That is very interesting.. Having a change of heart. That is now the biggest proof to yourself that you are actually intersted in it for yourself 
How did you start learing a piano?

*I would love to start learning a piano!* But I just dont know where to start.. Do I have to buy a piano? If so which one and aren't they like crazily expensive??


----------



## D Smith (Sep 13, 2014)

My first exposure to classical music was undoubtedly through cartoons, as others have mentioned. I can still recall Liszt's Hungarian Rhapsody in some old black and white cartoon I saw on TV. Similarly, I loved the jazz in the Betty Boop cartoons as well and this led me to explore both genres as I grew older.


----------



## Nereffid (Feb 6, 2013)

Classicalinheart said:


> Since the classical music is not a "popular" choice for a long time among the people what made you like it and what was your process for actually falling in love with it?
> 
> Today when I find some new composer that I like then I will usually read their whole biography if its available and really try to understand what drives them so that I can better feel their music. I like the classical music to the point where it may be addictive
> 
> ...


Hearing the compilation album _The Classic Experience_ in 1986/87 was what drew me in. Many of the pieces were familiar from adverts or films/TV shows. The thing that "made me like it" was simply that I liked the sound of it. Though my taste in classical music has expanded vastly from those 33 tracks, at heart that's still the reason I listen. I could never really work out the whole "meaning" aspect of it.


----------



## EddieRUKiddingVarese (Jan 8, 2013)

4'33" got me into classical music


----------



## SixFootScowl (Oct 17, 2011)

EddieRUKiddingVarese said:


> 4'33" got me into classical music


Wow! That is mind blowing! But it all makes sense. You can't just jump into the middle of it. You have to come from nothing and if you already have something, then you need to go back to nothing. Otherwise our preconceived notions will get in the way.


----------



## Urban Strata (Jun 15, 2018)

Pachelbel's Canon did it for me. Seriously! But before you roll your eyes too hard...

Around age 6, my family was moving across the US, and my dad had two tapes in the car that we listened to over & over: Pachelbel's Canon (performed by the Academy of St. Martin in the Fields, if I recall) and John Williams's soundtrack to "Raiders of the Lost Ark." Both fascinated my ears, especially the Pachelbel with which I fell in love. I had never before heard such beautiful harmonies.

Photo-based point labeling data

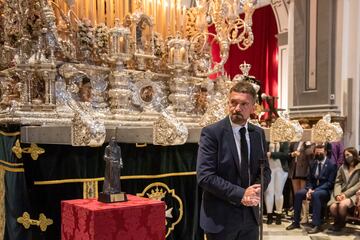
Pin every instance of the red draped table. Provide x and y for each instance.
(137, 219)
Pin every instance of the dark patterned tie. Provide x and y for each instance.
(319, 172)
(244, 170)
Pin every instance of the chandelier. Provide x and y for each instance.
(230, 28)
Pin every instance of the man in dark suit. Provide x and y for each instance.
(318, 188)
(228, 170)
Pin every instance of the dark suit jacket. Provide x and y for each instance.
(327, 177)
(218, 174)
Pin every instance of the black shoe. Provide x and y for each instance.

- [What to do]
a - Using the forum thread about getting into classical music, decide whether each statement agrees with it: (i) the poster who discovered classical music through The Classic Experience could never really work out its "meaning," (ii) the poster who names Pachelbel's Canon first heard it on tapes in the car at around age 6, and (iii) the poster who recalls Liszt's Hungarian Rhapsody saw it in a color cartoon. For each statement, answer yes or no and quote the words from the thread that decide it.
b - Copy the forum thread about getting into classical music word for word, from "## D Smith (Sep" to "I grew older.".
This material has no connection to the forum thread about getting into classical music.

- [The results]
a -
(i) Yes: "I could never really work out the whole "meaning" aspect of it."
(ii) Yes: "Around age 6, my family was moving across the US, and my dad had two tapes in the car"
(iii) No: "in some old black and white cartoon I saw on TV."

b -
## D Smith (Sep 13, 2014)

My first exposure to classical music was undoubtedly through cartoons, as others have mentioned. I can still recall Liszt's Hungarian Rhapsody in some old black and white cartoon I saw on TV. Similarly, I loved the jazz in the Betty Boop cartoons as well and this led me to explore both genres as I grew older.